---- Data in this exercise

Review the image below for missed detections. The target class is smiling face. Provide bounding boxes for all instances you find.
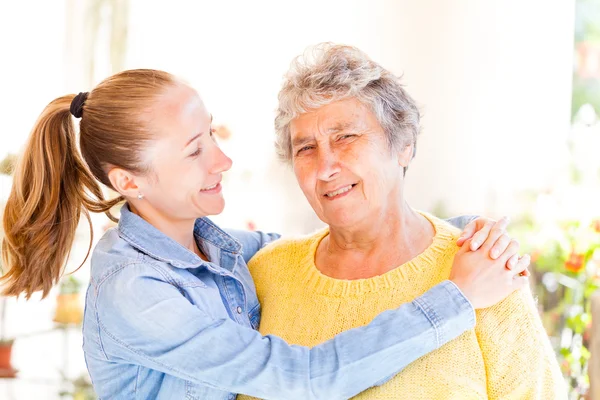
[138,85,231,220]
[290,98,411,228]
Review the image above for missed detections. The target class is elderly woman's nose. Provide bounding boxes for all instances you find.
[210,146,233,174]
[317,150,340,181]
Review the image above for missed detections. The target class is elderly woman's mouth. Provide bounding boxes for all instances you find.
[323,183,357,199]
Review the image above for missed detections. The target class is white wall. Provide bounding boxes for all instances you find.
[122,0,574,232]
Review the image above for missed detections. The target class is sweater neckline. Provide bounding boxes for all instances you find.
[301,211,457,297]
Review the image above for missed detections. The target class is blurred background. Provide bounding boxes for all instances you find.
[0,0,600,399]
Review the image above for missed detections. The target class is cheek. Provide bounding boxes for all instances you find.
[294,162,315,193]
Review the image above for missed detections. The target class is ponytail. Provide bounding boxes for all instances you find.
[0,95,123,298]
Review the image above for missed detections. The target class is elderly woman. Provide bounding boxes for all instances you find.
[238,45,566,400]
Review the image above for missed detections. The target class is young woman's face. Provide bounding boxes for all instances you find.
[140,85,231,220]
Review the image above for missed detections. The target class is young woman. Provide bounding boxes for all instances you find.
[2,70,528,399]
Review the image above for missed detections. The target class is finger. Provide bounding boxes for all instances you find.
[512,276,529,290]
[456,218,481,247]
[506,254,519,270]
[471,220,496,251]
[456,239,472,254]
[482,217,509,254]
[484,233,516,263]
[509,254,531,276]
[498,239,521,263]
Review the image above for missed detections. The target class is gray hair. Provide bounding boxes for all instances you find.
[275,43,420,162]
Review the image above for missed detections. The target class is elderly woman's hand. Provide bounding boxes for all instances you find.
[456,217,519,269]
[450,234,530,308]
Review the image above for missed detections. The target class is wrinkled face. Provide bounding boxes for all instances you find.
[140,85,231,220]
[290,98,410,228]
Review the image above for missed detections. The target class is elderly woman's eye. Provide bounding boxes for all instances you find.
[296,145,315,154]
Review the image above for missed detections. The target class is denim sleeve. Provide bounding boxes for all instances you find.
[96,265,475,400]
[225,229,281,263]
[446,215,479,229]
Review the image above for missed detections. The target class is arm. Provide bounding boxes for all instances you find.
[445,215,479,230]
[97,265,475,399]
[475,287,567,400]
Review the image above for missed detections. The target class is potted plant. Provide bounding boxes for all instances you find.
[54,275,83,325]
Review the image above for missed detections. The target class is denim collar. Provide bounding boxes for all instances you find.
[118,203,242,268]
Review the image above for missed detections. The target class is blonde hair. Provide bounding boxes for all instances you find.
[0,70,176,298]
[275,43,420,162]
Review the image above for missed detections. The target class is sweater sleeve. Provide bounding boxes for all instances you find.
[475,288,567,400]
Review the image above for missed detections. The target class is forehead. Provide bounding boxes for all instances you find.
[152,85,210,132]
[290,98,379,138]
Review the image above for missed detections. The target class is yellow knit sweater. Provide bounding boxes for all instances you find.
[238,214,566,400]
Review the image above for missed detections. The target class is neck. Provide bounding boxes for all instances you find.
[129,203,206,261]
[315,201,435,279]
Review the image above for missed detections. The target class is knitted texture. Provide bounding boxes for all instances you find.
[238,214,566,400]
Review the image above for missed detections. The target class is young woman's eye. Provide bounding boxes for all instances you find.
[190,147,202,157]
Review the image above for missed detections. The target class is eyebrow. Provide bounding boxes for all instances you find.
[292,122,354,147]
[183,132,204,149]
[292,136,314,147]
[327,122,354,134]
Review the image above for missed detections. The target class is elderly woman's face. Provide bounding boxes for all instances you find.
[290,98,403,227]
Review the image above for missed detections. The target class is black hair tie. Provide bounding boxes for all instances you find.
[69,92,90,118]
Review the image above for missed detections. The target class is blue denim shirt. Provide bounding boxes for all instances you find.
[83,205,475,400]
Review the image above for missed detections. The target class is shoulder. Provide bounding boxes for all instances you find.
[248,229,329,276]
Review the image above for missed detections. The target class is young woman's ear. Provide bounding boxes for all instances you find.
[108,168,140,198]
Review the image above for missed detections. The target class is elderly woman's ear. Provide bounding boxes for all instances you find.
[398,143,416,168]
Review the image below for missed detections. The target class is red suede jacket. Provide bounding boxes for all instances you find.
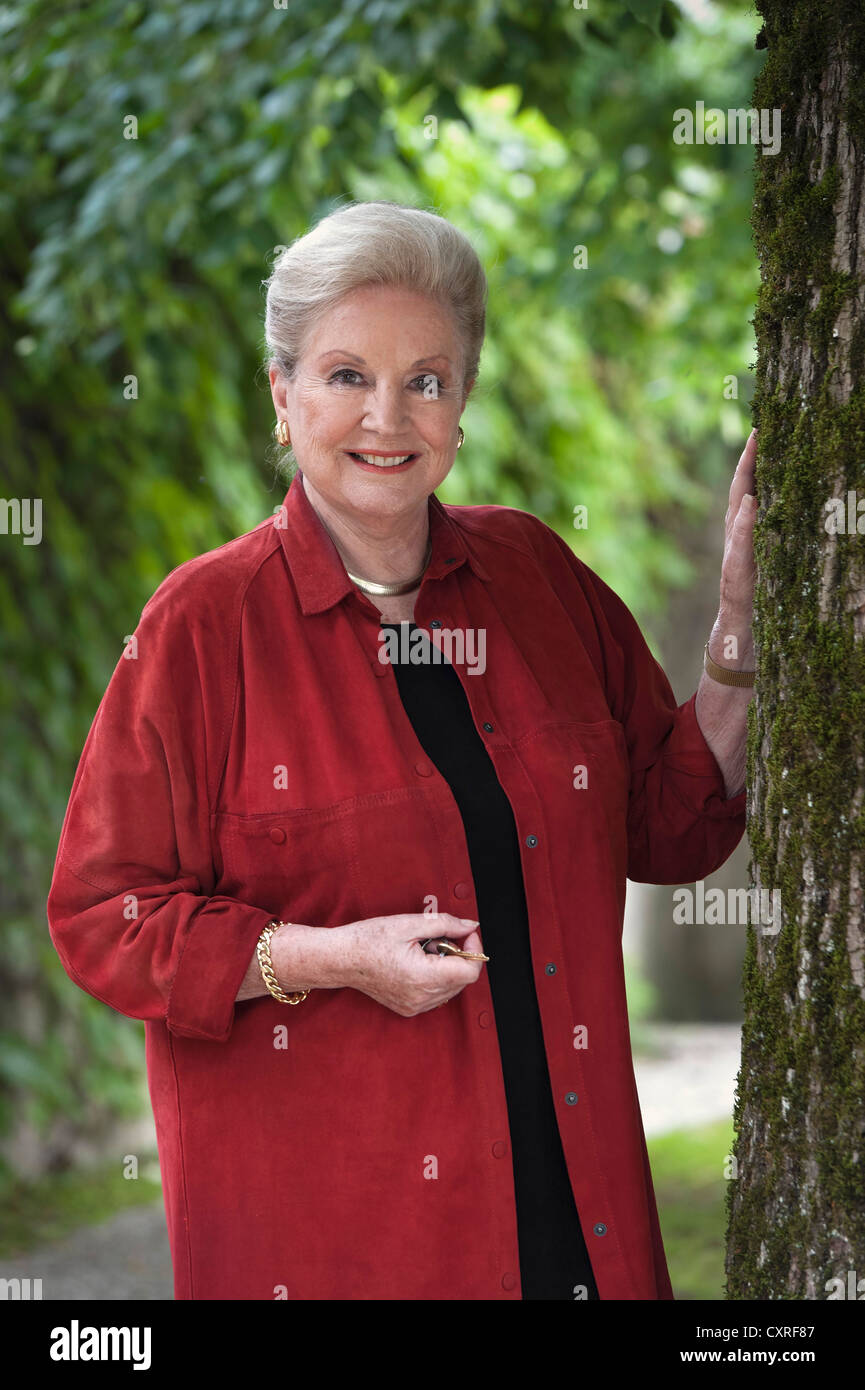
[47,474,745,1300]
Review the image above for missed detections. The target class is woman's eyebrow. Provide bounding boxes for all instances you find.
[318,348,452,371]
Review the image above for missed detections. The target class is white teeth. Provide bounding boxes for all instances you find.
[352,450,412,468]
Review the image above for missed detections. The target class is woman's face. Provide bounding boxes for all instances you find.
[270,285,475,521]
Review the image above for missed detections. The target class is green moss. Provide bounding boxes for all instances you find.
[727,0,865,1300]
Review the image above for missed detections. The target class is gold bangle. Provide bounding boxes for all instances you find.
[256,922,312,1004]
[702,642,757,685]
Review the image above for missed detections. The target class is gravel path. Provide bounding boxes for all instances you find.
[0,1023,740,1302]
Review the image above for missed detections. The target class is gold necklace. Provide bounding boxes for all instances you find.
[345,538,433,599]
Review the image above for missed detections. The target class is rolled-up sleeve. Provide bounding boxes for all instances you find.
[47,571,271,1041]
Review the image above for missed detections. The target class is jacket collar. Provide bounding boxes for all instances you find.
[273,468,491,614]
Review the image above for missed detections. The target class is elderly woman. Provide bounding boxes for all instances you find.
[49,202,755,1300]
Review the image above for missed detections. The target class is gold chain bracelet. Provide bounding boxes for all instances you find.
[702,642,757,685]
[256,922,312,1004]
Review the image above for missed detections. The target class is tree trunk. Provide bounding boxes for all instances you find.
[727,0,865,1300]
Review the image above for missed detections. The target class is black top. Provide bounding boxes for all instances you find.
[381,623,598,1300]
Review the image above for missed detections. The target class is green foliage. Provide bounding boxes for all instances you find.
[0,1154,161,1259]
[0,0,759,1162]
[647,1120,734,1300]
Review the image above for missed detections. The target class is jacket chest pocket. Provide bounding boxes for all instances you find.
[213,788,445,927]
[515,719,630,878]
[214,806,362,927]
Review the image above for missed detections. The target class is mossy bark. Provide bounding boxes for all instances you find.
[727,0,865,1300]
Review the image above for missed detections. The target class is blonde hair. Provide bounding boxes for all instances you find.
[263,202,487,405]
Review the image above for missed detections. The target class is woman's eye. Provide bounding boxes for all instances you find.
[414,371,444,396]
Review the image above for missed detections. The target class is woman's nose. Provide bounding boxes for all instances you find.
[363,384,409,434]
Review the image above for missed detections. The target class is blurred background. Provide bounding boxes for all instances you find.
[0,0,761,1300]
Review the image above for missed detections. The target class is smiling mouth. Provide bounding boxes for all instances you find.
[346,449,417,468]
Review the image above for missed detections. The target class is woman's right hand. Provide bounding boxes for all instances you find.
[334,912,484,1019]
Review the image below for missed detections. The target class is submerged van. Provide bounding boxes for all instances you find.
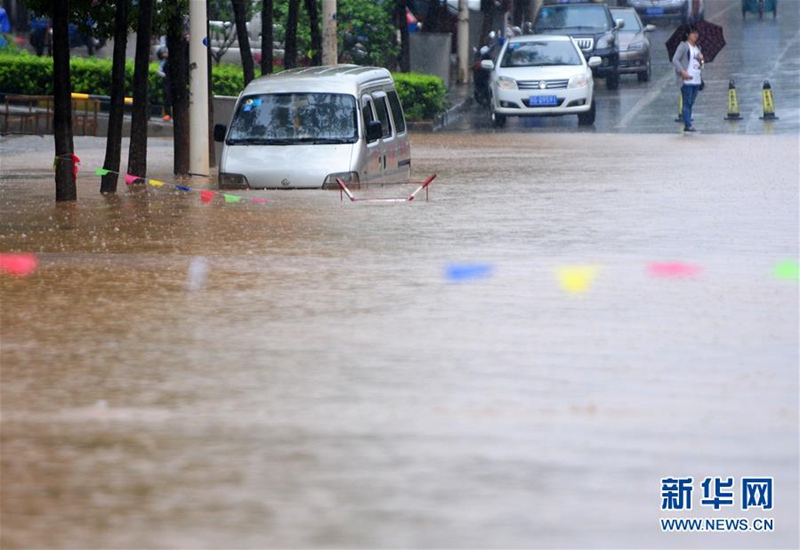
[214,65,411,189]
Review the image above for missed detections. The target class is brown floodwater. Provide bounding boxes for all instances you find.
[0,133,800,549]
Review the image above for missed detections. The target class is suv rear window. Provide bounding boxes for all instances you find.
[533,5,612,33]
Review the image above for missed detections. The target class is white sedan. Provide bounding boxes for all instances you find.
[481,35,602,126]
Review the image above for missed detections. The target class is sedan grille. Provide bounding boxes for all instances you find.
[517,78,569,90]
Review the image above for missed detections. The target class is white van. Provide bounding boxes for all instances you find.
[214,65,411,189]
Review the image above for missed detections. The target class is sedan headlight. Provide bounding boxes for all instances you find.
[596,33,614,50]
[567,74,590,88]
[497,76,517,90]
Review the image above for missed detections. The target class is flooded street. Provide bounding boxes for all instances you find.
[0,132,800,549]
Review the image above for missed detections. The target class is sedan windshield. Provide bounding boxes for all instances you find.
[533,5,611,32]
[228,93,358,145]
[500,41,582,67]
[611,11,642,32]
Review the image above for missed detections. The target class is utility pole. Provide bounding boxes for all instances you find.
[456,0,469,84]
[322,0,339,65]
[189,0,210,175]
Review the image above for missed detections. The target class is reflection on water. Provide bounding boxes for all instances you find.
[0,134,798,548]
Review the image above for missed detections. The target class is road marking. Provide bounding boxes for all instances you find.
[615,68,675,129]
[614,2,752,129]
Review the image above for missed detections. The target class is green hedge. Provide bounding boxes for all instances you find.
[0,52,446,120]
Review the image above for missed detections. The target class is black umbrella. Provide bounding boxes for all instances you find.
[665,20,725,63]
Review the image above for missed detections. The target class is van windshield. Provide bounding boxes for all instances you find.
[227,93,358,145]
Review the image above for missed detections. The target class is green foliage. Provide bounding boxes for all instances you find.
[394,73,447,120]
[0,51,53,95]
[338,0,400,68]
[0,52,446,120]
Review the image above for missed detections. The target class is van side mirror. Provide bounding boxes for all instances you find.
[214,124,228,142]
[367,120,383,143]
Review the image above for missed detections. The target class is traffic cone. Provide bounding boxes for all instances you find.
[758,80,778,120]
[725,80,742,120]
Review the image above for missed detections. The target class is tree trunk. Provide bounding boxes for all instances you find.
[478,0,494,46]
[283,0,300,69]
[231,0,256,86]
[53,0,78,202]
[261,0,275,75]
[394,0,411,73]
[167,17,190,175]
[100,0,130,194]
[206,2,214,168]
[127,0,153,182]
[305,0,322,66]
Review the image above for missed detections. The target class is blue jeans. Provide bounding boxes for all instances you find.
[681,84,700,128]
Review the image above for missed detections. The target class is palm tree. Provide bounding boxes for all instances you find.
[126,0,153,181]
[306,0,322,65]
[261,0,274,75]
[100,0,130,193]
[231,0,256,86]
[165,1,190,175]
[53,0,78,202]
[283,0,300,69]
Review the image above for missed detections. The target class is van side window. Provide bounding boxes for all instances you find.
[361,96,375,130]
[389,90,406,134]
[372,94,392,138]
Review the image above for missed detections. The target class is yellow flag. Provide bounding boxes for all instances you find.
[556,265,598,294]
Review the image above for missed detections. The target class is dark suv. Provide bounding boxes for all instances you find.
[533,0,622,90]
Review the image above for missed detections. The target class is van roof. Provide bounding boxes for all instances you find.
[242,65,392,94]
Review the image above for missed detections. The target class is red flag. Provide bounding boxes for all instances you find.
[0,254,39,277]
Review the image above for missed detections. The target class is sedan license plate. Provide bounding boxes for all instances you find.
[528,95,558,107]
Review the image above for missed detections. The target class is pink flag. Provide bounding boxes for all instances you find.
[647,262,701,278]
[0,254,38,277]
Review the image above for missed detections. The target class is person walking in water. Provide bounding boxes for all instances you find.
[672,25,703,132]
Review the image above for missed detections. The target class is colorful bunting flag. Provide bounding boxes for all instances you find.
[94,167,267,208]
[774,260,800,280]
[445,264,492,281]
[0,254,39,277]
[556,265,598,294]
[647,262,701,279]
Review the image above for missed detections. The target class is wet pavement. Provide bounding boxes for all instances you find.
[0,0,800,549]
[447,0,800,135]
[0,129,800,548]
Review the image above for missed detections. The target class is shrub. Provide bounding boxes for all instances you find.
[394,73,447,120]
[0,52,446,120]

--------

The exercise ▸
Copy the material from its start through the line with "[0,95,123,298]", renaming "target class" as "object category" and changing nothing else. Leave the pictures out.

Response ▸
Review the image below for missed detections. The object category is smiling face. Provide bounding boxes for all instances you find.
[138,85,231,220]
[290,98,411,228]
Review the image above for missed detections. The object category is elderly woman's nose. Provide bounding boxes for all instances you find.
[210,146,233,174]
[317,150,340,181]
Review the image above for missed detections. The object category is elderly woman's mouth. Provide bounding boxes for all instances you find.
[323,183,357,199]
Review the image above for missed detections. The object category is white wall. Provide bounding boxes for all instances you find.
[122,0,574,232]
Review the image above for missed detections. The object category is sweater neckline. Provide bounding boxes for all instances you find.
[301,211,457,297]
Review the image above for missed detections. The object category is blurred background. Provide bounding boxes for all instances you find.
[0,0,600,399]
Review the image above for missed detections. The object category is cheek. Provide bounding boxes for all instances you find.
[294,162,315,193]
Review the image above for missed detections. The object category is ponytail. Provide bounding boxes for all instances you find.
[0,95,123,298]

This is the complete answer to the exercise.